— start Source material —

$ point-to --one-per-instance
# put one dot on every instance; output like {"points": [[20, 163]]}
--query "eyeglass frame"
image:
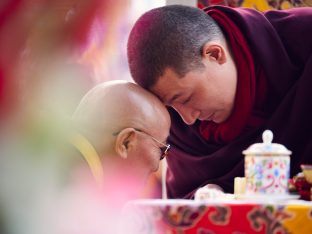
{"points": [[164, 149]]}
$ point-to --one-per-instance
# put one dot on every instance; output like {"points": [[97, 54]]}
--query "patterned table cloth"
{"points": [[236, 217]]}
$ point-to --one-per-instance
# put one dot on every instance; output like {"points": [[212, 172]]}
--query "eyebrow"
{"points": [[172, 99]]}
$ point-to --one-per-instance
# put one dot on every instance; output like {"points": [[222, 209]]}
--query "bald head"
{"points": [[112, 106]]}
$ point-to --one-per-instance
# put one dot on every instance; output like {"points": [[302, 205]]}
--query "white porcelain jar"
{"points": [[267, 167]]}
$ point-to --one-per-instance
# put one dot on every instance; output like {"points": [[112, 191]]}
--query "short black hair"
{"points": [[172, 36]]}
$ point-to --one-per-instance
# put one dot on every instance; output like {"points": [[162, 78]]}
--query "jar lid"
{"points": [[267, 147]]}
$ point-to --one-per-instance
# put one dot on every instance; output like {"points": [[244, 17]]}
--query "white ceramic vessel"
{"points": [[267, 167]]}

— end Source material —
— start Source material —

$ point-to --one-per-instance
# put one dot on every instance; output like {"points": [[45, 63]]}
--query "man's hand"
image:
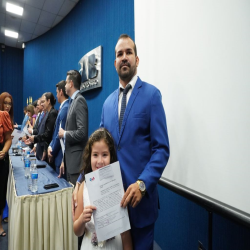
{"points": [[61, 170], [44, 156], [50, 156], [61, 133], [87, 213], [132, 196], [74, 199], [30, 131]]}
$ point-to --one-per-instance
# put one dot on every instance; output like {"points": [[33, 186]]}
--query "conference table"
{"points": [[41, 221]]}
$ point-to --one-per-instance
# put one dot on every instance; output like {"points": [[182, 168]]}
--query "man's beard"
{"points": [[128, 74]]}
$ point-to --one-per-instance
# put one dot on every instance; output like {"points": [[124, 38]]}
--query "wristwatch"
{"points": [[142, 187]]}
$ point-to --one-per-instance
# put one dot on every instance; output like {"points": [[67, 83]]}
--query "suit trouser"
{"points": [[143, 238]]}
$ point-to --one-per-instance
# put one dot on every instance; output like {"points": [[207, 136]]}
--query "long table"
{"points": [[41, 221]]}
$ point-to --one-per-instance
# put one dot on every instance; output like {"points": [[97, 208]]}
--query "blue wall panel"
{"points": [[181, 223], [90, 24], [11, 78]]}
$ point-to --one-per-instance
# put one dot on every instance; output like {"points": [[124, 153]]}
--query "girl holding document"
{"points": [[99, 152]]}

— end Source material —

Your instructions:
Identify each line in the rows above that contains the string "white", treating uppercase and lowercase as distinct, and copy every such line in full.

Complete output:
--query "white porcelain jar"
--query "white ceramic vessel"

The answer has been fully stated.